INSTRUCTIONS FOR THE TASK:
Set down exactly the stretch of lines below that opens at the line containing "the white pillow" and continues through the last line of the entries, and nothing else.
[EXERCISE DATA — start]
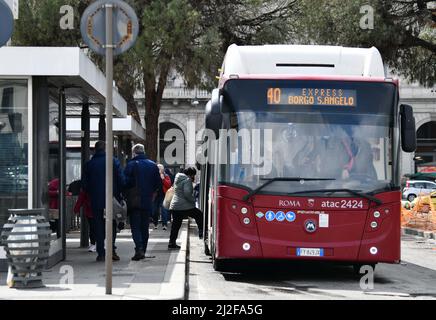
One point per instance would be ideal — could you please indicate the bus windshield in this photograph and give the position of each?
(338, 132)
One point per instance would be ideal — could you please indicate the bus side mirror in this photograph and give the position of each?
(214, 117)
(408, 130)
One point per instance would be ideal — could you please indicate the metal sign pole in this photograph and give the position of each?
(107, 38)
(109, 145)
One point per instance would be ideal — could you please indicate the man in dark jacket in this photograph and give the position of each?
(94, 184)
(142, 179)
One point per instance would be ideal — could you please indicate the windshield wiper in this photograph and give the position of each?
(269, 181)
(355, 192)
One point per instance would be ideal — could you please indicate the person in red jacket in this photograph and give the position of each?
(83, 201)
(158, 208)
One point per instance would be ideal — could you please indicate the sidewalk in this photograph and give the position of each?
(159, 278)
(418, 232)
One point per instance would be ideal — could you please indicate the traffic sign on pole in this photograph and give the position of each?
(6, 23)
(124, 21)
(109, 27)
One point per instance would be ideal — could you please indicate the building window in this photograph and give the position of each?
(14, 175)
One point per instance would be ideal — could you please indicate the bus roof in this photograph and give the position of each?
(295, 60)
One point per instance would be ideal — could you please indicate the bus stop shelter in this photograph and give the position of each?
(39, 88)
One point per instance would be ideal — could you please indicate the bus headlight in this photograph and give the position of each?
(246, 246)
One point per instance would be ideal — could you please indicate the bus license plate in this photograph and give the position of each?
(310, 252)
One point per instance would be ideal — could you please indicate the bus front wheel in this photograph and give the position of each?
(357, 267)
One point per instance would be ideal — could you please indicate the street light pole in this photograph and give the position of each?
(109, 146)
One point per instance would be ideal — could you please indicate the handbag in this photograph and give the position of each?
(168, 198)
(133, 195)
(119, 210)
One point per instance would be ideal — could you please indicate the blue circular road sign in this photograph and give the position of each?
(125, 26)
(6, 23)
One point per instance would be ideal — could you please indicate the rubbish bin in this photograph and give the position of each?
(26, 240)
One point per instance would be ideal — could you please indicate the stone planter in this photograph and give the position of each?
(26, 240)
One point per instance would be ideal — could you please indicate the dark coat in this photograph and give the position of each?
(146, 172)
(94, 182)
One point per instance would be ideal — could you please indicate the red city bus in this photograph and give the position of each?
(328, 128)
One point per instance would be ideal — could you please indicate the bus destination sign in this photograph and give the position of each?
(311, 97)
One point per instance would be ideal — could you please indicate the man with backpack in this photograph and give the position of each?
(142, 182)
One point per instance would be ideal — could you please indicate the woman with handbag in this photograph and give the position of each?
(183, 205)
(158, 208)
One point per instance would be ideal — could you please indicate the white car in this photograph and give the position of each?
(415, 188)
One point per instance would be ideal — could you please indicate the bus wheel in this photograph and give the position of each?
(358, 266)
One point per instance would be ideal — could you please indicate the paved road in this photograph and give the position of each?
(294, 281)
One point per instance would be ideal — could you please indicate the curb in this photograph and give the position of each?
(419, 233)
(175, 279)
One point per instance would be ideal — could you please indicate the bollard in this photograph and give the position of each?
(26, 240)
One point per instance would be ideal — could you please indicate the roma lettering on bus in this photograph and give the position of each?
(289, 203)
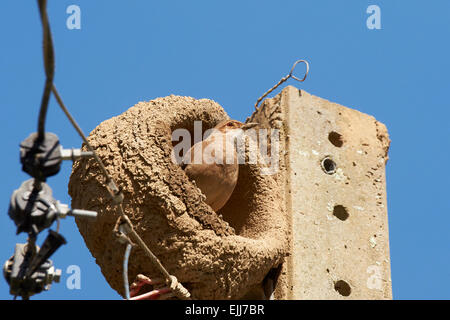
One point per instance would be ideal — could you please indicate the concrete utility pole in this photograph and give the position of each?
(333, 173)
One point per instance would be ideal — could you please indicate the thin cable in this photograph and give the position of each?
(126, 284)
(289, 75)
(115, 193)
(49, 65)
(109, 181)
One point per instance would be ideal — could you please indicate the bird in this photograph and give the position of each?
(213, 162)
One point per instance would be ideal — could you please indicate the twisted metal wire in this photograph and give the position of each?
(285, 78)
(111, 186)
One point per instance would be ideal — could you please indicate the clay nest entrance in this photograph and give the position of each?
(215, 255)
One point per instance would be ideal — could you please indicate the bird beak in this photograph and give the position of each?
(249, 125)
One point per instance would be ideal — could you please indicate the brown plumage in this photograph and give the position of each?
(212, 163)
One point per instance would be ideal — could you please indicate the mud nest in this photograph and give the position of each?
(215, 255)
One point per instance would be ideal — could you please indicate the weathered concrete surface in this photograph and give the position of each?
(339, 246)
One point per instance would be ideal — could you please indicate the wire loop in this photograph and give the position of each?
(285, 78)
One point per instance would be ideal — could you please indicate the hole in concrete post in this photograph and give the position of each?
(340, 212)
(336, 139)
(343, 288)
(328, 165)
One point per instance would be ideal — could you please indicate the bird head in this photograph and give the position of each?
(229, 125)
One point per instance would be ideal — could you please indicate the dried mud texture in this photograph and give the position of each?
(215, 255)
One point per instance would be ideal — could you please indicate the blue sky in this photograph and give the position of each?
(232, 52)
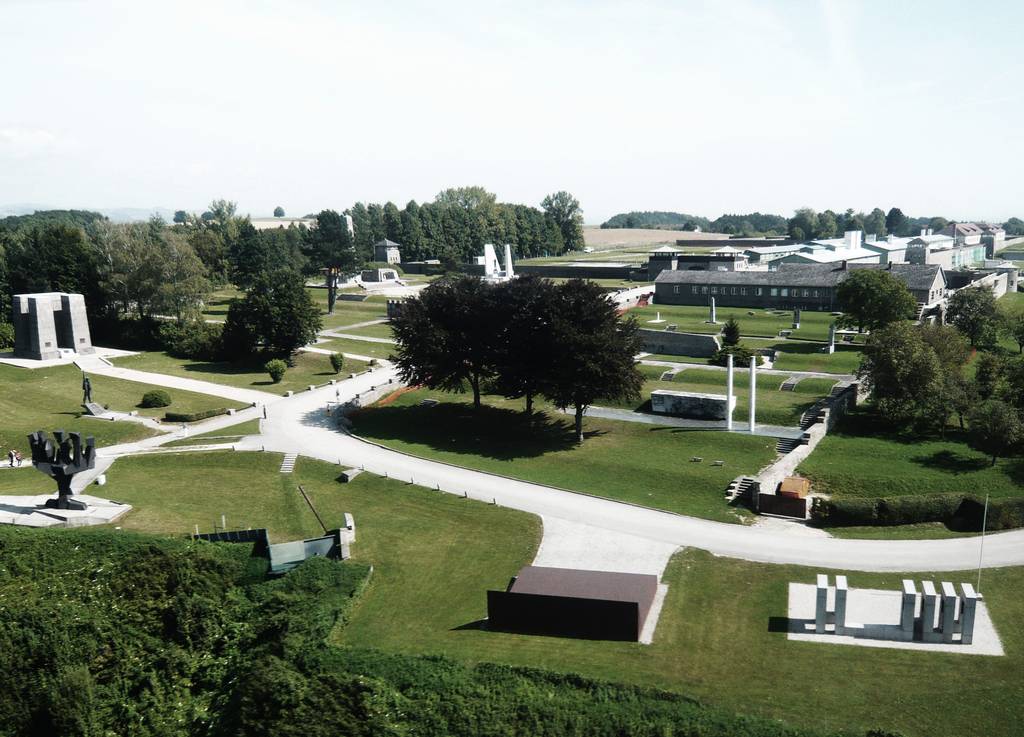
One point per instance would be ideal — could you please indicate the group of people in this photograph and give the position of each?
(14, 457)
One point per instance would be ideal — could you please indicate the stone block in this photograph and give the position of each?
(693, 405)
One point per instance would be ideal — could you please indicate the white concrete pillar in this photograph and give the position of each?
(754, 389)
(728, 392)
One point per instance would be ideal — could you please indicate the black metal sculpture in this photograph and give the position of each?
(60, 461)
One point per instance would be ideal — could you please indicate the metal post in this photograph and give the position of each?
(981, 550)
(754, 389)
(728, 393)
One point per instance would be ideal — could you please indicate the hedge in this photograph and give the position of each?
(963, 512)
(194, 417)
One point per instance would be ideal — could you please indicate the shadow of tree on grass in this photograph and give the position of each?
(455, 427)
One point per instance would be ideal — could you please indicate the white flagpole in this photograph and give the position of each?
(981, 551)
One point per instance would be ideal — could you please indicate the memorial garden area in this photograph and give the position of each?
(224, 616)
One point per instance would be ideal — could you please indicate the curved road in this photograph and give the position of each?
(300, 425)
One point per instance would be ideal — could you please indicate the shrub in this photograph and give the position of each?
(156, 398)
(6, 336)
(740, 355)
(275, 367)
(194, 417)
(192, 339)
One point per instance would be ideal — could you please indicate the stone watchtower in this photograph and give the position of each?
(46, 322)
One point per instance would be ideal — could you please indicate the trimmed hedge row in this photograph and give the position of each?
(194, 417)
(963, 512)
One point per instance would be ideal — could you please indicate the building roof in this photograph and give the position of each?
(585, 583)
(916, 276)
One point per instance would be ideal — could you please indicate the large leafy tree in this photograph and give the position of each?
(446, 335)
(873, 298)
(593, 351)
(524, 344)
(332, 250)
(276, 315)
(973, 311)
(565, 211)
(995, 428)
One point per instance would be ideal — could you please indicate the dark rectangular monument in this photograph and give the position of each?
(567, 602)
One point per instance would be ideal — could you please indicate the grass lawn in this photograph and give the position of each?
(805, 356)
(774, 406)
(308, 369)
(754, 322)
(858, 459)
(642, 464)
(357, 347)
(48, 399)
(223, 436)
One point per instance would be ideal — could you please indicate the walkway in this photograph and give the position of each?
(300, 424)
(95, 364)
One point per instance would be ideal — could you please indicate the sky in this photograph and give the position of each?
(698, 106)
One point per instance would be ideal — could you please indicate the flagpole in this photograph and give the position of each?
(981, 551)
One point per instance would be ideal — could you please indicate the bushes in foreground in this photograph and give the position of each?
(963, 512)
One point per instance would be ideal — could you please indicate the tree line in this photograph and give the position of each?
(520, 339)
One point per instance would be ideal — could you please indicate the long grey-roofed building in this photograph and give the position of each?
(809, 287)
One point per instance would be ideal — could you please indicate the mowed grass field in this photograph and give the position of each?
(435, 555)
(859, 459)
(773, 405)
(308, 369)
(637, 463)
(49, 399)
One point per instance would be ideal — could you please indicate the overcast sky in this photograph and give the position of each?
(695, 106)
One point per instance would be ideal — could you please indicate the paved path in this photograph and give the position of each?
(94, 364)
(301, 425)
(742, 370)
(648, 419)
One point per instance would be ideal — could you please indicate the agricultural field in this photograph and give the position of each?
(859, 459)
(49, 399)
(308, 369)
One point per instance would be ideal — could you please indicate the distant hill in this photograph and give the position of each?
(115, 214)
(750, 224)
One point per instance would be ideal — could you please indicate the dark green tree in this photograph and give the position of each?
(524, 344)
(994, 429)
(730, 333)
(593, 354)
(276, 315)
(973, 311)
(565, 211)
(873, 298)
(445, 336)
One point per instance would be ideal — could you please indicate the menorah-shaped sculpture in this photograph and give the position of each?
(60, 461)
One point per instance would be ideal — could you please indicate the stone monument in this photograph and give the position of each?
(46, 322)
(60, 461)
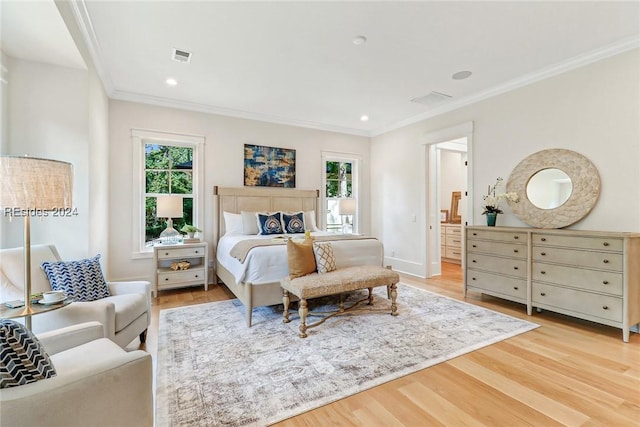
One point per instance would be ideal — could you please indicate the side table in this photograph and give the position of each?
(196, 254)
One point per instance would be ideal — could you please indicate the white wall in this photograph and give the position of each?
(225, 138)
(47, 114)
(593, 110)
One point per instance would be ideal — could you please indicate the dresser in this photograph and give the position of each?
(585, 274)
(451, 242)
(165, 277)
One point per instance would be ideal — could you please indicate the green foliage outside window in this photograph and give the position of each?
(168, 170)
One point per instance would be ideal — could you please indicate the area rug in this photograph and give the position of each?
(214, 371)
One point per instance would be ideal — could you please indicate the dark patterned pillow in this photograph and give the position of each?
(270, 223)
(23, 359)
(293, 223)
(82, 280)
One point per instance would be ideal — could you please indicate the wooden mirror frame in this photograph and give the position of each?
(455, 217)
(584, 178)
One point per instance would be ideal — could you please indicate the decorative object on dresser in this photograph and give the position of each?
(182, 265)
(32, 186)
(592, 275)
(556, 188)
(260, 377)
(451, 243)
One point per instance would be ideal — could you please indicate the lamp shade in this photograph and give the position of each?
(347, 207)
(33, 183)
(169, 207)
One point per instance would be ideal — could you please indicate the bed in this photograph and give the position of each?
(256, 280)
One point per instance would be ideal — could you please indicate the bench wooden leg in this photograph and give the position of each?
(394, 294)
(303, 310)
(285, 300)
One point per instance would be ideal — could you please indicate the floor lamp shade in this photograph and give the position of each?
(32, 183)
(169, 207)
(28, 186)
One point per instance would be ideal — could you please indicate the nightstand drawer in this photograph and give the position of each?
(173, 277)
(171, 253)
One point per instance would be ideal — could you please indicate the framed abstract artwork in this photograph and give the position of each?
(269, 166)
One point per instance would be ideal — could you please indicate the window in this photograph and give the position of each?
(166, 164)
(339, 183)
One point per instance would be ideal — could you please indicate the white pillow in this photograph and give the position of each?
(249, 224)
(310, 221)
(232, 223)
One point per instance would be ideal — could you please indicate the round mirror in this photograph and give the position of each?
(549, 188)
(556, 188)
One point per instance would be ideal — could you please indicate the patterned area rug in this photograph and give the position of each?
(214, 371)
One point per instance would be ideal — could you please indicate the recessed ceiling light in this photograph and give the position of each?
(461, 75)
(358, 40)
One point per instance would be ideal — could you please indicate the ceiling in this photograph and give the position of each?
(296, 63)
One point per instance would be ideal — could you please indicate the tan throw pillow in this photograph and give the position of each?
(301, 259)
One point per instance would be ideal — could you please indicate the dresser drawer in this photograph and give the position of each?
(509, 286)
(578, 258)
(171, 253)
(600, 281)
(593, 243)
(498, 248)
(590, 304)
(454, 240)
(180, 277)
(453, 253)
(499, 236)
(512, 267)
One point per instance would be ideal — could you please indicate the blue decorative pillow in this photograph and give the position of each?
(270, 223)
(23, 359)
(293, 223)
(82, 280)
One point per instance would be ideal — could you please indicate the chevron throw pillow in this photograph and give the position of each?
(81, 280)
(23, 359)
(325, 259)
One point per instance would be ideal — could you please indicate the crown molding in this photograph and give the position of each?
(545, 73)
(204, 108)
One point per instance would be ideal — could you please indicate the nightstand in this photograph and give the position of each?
[EXERCISE DATA — finish]
EXERCISE OUTPUT:
One point per instance would be ideal — could you please indicate the white pillow in this photograph and give the position of each?
(249, 224)
(310, 221)
(232, 223)
One point per instance would be ideal — could you please indicate the round mirror in this photograph and give the position of each?
(549, 188)
(556, 188)
One point per instance would be ideal — could you please indicate the patterned area rug in this photograph and give the position of each?
(214, 371)
One point per instance would be ideal — could you please indicate the recessed ceiling light in this photograph and give the position of each?
(461, 75)
(358, 40)
One point per instance would be ideal — could you please indicate the ceiling in this photograph and give the position of each?
(296, 63)
One point per instance would be ideal — could you please indicate the tan throw pillow in this photograph and give the position of each?
(301, 259)
One point per instance would be ideal — could you please indicate the dresser drawer in this photograph and give the position of each?
(509, 286)
(578, 258)
(171, 253)
(600, 281)
(593, 243)
(498, 248)
(590, 304)
(454, 240)
(180, 277)
(453, 253)
(499, 236)
(512, 267)
One point per instance would be ideal — could you please indicate the blue decorative pillow in this photograph and give the position of each?
(270, 223)
(23, 359)
(293, 223)
(82, 280)
One point per instance would be ideal — could you please indicate the chevron throw pillow in this photograph and give the position of each?
(81, 280)
(23, 359)
(325, 259)
One point per instance would be ideal — could you please indicate the crown molding in this photograph and give the position of each?
(545, 73)
(204, 108)
One point per instance would be ideal — could you please indicate the nightstand in this photograph and give the position of each?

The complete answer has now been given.